* Problem statement
Please rewrite the material below, swapping every "draw a box around" for "outline" and leaving everything else unchanged.

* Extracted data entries
━━━━━━━━━━━━━━━━━━━━

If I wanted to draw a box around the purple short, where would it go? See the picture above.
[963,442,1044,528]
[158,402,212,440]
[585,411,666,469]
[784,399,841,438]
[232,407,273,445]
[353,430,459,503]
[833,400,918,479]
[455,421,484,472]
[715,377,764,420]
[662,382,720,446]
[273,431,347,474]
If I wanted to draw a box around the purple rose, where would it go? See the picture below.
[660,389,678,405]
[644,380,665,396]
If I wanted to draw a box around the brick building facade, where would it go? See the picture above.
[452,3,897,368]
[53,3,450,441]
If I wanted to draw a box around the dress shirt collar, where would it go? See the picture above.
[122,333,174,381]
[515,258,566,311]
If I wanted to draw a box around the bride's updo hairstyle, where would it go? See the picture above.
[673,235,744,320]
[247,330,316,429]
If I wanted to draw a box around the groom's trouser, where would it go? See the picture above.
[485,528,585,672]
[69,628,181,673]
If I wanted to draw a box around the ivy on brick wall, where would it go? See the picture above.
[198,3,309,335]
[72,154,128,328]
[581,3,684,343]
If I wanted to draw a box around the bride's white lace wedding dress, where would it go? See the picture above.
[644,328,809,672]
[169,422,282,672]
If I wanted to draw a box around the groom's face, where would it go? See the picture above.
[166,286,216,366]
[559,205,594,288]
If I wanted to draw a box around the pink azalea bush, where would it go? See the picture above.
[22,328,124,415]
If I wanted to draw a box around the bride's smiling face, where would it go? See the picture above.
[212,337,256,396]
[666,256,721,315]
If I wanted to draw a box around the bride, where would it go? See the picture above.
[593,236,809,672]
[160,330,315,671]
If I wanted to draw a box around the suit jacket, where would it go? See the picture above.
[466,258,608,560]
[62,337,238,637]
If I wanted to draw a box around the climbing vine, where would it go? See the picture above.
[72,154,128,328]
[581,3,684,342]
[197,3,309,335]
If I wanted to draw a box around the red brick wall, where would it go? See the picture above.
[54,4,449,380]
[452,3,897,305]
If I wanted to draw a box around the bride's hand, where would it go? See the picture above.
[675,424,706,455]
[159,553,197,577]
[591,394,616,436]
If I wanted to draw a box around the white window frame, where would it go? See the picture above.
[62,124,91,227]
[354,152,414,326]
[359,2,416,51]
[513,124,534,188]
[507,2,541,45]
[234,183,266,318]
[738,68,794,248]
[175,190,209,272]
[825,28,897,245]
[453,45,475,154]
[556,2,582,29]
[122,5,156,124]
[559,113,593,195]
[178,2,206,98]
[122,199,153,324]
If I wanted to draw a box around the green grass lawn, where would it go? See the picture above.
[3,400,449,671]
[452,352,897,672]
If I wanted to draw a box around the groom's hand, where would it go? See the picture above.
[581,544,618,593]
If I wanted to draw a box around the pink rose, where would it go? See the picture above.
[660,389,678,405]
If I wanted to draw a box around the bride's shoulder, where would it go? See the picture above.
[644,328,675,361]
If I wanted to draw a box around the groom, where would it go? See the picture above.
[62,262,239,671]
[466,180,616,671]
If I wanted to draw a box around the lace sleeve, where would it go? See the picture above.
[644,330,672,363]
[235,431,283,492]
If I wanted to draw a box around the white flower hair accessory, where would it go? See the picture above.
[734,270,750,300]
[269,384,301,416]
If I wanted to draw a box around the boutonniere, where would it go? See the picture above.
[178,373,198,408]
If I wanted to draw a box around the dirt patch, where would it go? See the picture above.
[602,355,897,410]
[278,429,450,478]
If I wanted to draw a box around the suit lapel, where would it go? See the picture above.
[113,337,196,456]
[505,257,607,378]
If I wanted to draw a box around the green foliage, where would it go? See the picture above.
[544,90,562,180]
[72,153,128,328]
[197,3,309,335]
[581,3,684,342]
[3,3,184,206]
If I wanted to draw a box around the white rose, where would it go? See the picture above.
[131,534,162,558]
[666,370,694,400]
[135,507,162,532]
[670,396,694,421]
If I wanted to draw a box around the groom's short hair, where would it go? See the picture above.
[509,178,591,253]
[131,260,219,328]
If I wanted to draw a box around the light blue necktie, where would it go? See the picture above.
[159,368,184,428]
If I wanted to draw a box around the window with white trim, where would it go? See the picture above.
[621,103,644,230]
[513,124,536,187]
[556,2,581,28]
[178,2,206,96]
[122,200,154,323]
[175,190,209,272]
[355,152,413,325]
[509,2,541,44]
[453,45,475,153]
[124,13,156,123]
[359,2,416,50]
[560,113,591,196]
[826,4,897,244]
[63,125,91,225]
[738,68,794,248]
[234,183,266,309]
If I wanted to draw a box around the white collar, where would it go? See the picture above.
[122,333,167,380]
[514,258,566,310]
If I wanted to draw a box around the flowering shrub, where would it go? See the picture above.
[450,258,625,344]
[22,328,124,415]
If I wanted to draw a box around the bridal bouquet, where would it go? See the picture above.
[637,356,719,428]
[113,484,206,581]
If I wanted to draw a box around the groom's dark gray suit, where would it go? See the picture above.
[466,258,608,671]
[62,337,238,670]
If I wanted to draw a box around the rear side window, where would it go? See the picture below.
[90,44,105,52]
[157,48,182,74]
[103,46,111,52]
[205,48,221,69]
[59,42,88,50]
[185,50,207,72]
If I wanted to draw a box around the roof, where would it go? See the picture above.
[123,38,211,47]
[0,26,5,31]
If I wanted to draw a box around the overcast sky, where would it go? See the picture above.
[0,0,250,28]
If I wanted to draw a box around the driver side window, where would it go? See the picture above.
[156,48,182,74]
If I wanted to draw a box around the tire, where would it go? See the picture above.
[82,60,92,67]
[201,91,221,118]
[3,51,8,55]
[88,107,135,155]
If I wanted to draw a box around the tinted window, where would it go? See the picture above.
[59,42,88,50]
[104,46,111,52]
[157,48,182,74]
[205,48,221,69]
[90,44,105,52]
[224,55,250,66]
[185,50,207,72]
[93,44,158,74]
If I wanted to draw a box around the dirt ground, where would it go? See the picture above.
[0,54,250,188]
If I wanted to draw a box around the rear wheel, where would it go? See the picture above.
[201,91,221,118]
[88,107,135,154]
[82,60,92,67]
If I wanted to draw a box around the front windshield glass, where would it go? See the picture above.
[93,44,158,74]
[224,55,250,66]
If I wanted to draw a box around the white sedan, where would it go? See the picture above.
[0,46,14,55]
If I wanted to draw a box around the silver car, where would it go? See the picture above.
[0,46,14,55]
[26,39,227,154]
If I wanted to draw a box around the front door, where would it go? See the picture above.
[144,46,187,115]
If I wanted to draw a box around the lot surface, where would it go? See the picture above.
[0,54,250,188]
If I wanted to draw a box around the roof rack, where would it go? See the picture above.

━━━━━━━━━━━━━━━━━━━━

* Task output
If I wanted to outline the purple short, where would it go? See the picture above.
[963,442,1044,528]
[158,402,212,440]
[585,411,666,469]
[784,399,841,438]
[232,407,273,445]
[353,430,459,503]
[833,400,918,479]
[455,421,484,472]
[715,377,764,420]
[662,382,720,446]
[273,431,347,474]
If I wanted to outline the purple rose, where would it go? See the picture below.
[660,389,678,405]
[644,380,665,396]
If I wanted to outline the brick building facade, where would it go? See the picture above.
[452,3,897,368]
[53,3,450,441]
If I wanted to outline the dress shirt collar, where would it go? See the picture above.
[122,333,174,381]
[515,258,566,311]
If I wanted to outline the bride's updo hairstyle, where would it go? See the picture above.
[673,235,744,320]
[247,330,316,429]
If I wanted to outline the groom's trouser, where would it go? See the picture above.
[485,528,585,672]
[69,628,181,673]
If I wanted to outline the ivy on brick wall, where would it go? See the picture above.
[198,3,309,335]
[72,154,128,328]
[581,3,684,343]
If I wanted to outline the bride's white lace wedding dress, where would it go? See the picture above.
[644,328,809,672]
[169,422,282,672]
If I wanted to outline the groom's face, where would it go? See the picture above.
[166,286,216,366]
[559,205,594,288]
If I wanted to outline the pink azalea bush, where would it go? See the picture above.
[22,328,124,415]
If I wanted to outline the bride's smiling face, where would it go? See the picture above.
[212,337,256,396]
[666,256,721,315]
If I wanted to outline the bride, where would it go? See the picture above.
[593,236,809,672]
[160,330,315,671]
If I wanted to outline the suit jacket, where would it go? See the picture above.
[466,258,608,560]
[62,337,238,637]
If I wanted to outline the climbing vine, where would it go? See the picture above.
[72,154,128,328]
[581,3,684,342]
[197,3,309,335]
If I wanted to outline the red brick wall, where would it go? See the picture above.
[54,4,449,380]
[452,3,897,305]
If I wanted to outline the bride's hand, where would it go? See the picture above.
[675,424,706,455]
[159,553,197,577]
[591,394,616,436]
If I wanted to outline the white window frame, where would it go? See the picture above.
[62,124,91,227]
[354,152,414,326]
[359,2,416,51]
[513,124,534,188]
[507,2,541,45]
[234,183,266,318]
[738,68,794,248]
[175,190,209,272]
[825,28,897,245]
[453,45,475,154]
[556,2,582,29]
[122,5,156,124]
[559,113,593,195]
[178,2,206,98]
[122,199,153,324]
If I wanted to outline the green grass lawn, where would it go? See the picture above.
[3,400,449,671]
[452,352,897,672]
If I wanted to outline the groom's hand, where would it go? See the picture above.
[581,544,618,593]
If I wanted to outline the pink rose, where would it go? See the picture above.
[660,389,678,405]
If I wanted to outline the bride's shoulder, where would it go? See the picture above.
[644,328,675,361]
If I wanted to outline the groom, where would it go? See the picture above.
[62,262,239,671]
[466,180,616,671]
If I wanted to outline the lace sleeve, where would it go? See the picture above.
[644,330,672,363]
[235,431,283,492]
If I wanted to outline the white flower hair accessory, where would it go? See the picture above.
[734,270,750,300]
[269,384,301,416]
If I wanted to outline the boutonniere, where would it go? See the picture above.
[178,373,198,408]
If I wanted to outline the dirt patch, where would it go? See the picture above.
[602,355,897,410]
[278,429,450,478]
If I wanted to outline the suit lapel, where would it go? See the picture above.
[113,337,196,456]
[505,257,607,378]
If I wanted to outline the green foliage, where would it go? See the picture above.
[544,90,562,180]
[72,153,128,328]
[197,3,309,335]
[581,3,684,342]
[3,3,184,206]
If I wanted to outline the white rose, where would it go? See the picture above.
[131,534,162,558]
[666,370,694,400]
[135,507,162,532]
[670,396,694,421]
If I wanted to outline the groom's short hair, where would it go? See the picture above.
[509,178,591,253]
[131,260,219,328]
If I wanted to outline the light blue necktie, where would it go? See the picture above.
[159,368,184,428]
If I wanted to outline the window with white trim, where would it go? See the picture above.
[621,103,644,230]
[513,124,536,187]
[556,2,581,28]
[178,2,206,96]
[122,200,154,323]
[175,190,209,272]
[355,152,413,325]
[509,2,541,44]
[453,45,475,153]
[124,13,156,123]
[359,2,416,50]
[560,113,591,196]
[826,4,897,244]
[63,125,91,225]
[738,68,794,248]
[234,183,266,309]
If I wanted to outline the white collar, where would it go? See the picture above.
[122,333,167,380]
[514,258,566,310]
If I wanted to outline the flowering shrub, where would it go? See the picture above.
[450,258,625,344]
[22,328,124,415]
If I wanted to outline the bridal bouquet, where would it go? See the picture above.
[637,356,719,428]
[113,484,206,581]
If I wanted to outline the groom's dark gray suit, where would it go? See the picture above.
[466,258,608,671]
[62,337,238,670]
If I wanted to outline the rear side window, where would it go? See the picture below.
[90,44,105,52]
[157,48,182,74]
[103,46,111,52]
[205,48,221,69]
[59,42,88,50]
[185,50,207,72]
If I wanted to outline the roof, where would it go? See the picture above.
[123,38,211,47]
[0,26,5,31]
If I wanted to outline the overcast sky, where would it go? See the picture above.
[0,0,250,28]
If I wanted to outline the driver side window, where would it go? See the picture above.
[156,48,182,74]
If I wanted to outline the tire, where would it go? See the picture above.
[82,60,92,67]
[201,91,221,118]
[3,51,8,55]
[88,107,135,155]
If I wanted to outline the tinted window, where would it go? See the picture above.
[59,42,88,50]
[104,46,111,52]
[157,48,182,74]
[205,48,221,69]
[90,44,105,52]
[224,55,250,66]
[185,50,207,72]
[93,44,158,74]
If I wanted to outline the dirt ground, where would it go? See the picture above.
[0,54,250,188]
If I wanted to outline the rear wheel, where would it go? See the picture above.
[201,91,221,118]
[88,107,135,154]
[82,60,92,67]
If I wanted to outline the front windshield glass, where would it go? See the picture above.
[93,44,158,74]
[224,55,250,66]
If I wanted to outline the white sedan, where would it go? See the picture above.
[0,46,14,55]
If I wanted to outline the silver car, where would it go? See the picture above.
[0,46,14,55]
[26,39,227,154]
If I wanted to outline the front door, where would it go? See the picture above.
[144,46,187,115]
If I wanted to outline the lot surface, where would it go? See the picture above.
[0,54,250,188]
If I wanted to outline the roof rack, where would it go? See the picture above.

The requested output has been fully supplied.